Transcribe all of the records word for word, but omit the pictures.

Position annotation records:

════════════════════

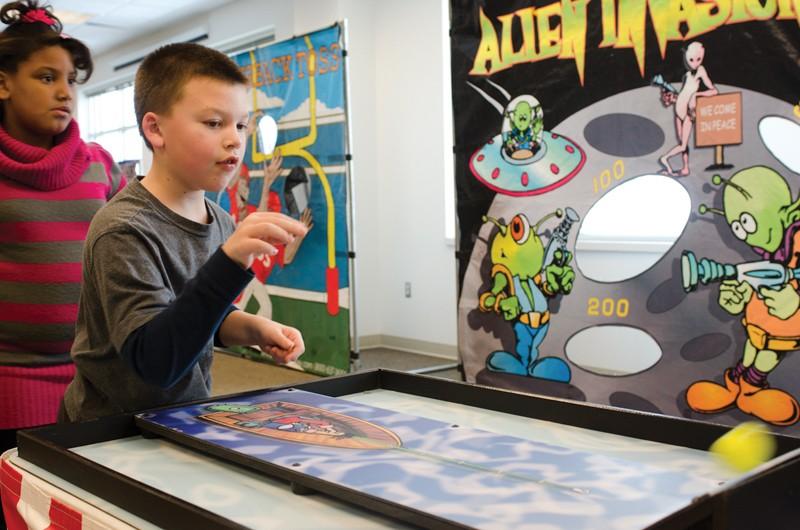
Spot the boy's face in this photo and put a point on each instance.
(203, 134)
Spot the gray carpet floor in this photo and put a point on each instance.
(232, 374)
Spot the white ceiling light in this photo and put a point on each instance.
(71, 17)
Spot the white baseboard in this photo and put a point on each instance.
(434, 349)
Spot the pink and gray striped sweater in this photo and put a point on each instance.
(47, 200)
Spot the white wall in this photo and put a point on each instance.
(395, 64)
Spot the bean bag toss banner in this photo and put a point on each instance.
(299, 86)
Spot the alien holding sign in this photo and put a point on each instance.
(524, 276)
(758, 206)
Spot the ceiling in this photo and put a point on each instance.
(104, 24)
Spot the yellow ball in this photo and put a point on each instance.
(745, 446)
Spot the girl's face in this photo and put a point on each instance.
(39, 98)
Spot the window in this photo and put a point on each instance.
(112, 123)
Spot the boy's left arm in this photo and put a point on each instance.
(283, 343)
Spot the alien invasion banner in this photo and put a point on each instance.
(628, 197)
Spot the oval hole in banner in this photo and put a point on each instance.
(268, 130)
(631, 228)
(781, 137)
(613, 350)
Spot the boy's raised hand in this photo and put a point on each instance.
(258, 234)
(283, 343)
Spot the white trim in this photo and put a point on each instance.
(422, 347)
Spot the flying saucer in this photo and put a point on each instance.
(557, 160)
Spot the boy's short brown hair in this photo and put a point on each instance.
(165, 71)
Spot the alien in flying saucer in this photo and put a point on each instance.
(524, 159)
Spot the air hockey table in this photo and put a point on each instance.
(449, 455)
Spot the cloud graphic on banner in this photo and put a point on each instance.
(781, 137)
(263, 101)
(303, 111)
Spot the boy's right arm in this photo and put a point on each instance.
(259, 233)
(160, 335)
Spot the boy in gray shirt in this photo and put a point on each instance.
(162, 265)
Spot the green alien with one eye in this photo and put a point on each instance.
(524, 276)
(527, 124)
(760, 211)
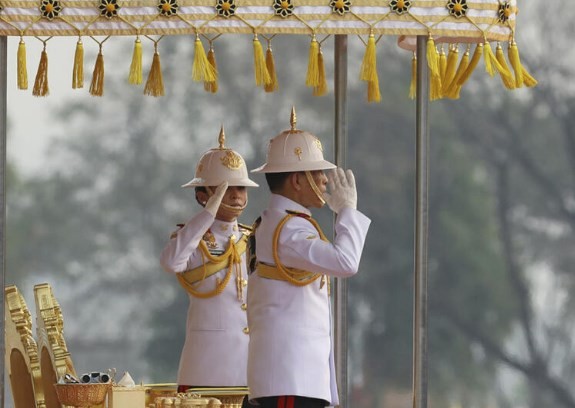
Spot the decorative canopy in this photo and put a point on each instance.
(442, 21)
(479, 19)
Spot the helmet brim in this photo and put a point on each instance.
(291, 167)
(200, 182)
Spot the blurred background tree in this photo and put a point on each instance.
(501, 208)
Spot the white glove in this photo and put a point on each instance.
(343, 193)
(213, 203)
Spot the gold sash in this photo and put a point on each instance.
(297, 277)
(212, 264)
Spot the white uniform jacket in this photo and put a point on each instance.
(290, 350)
(216, 345)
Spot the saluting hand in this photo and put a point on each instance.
(216, 198)
(343, 193)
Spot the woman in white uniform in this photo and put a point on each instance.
(208, 255)
(290, 358)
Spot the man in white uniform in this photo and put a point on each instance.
(208, 255)
(290, 357)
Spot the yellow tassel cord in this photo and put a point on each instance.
(41, 83)
(369, 71)
(450, 68)
(321, 89)
(202, 70)
(522, 77)
(434, 70)
(454, 88)
(413, 83)
(271, 67)
(472, 64)
(135, 77)
(212, 86)
(262, 75)
(312, 76)
(507, 79)
(155, 83)
(97, 85)
(373, 94)
(21, 67)
(442, 63)
(78, 69)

════════════════════

__Result of the exercise__:
Spot the boy's face in this photo and put a point on each instance.
(203, 134)
Spot the gray carpet floor in this photo and put a point on each instance.
(232, 374)
Spot the white ceiling light in this photo and put a point on each instance.
(71, 17)
Spot the white baseboard in this photo and put a point on each instance.
(434, 349)
Spot the pink and gray striped sweater in this photo and put a point on each instance.
(47, 200)
Spot the white wall in this photo and put a point on each instance.
(395, 64)
Spot the bean bag toss banner in this photo and put a point on each instance.
(299, 86)
Spot the alien holding sign in this photo and put a point on each instance.
(524, 276)
(758, 206)
Spot the ceiling in this photo and put a point on each instance.
(104, 24)
Spot the yellow ball in this photo and put a point on each instance.
(745, 446)
Spot the girl's face in this photo and put a point on each instance.
(39, 98)
Spot the window in this photo and put a point on each instance.
(112, 123)
Spot the boy's left arm in this photo and put a point on each instance.
(283, 343)
Spot the alien invasion banner in this photo and put a point on each instance.
(628, 197)
Spot the oval hole in banner in this photo and put a point on each instance.
(268, 130)
(631, 228)
(781, 137)
(613, 350)
Spot the boy's raised hand in this photo and put a point on each instance.
(258, 234)
(283, 343)
Spot the white trim in this photo and put a point on each instance.
(422, 347)
Spot the flying saucer in this photo and put a point on each instance.
(557, 160)
Spot the boy's short brown hair in this photo and put a point on each instance.
(165, 71)
Spot the alien in flying saucer in this photo and put a point on each instance.
(524, 159)
Spot the air hockey table in this photo and put a point on each instance.
(449, 455)
Spot the cloud graphic on banner in this photo and put a point on each instance.
(781, 137)
(263, 101)
(303, 111)
Spot the boy's right arm in this photo and put a point on each instance.
(259, 233)
(160, 335)
Spot the boy in gray shirt in this photo and put a point on each instance.
(162, 265)
Spot the green alien with one eye in this photo and put a point on each instance.
(524, 276)
(527, 124)
(760, 211)
Spot the decorative canopy in this photo and put a point on each instance.
(442, 21)
(479, 19)
Spot the helmet brim in this photo and put a point on each instance.
(291, 167)
(200, 182)
Spot the blurred background tree in this photo and put a point on each instance.
(501, 208)
Spot the white glove in this photo and put a point on each instance.
(343, 193)
(213, 203)
Spot the gold sash in this photo and put a point on each instance.
(297, 277)
(212, 264)
Spot the white uniform jacket in this photo and put a point on each instance.
(290, 350)
(216, 345)
Spot the saluting hand in this photo and put a point on each instance.
(216, 198)
(343, 193)
Spot the woman in white uniform in this photo and put a point on each instance.
(208, 255)
(290, 358)
Spot the man in white uniform in this photo and put a point on each instance.
(208, 255)
(290, 357)
Spot the yellow tassel cord in this photo and put a point on each instance.
(41, 83)
(369, 71)
(450, 68)
(321, 89)
(202, 70)
(522, 77)
(434, 70)
(454, 88)
(413, 83)
(271, 67)
(472, 64)
(135, 77)
(212, 86)
(262, 75)
(312, 76)
(507, 79)
(155, 83)
(97, 85)
(373, 94)
(21, 67)
(442, 63)
(78, 69)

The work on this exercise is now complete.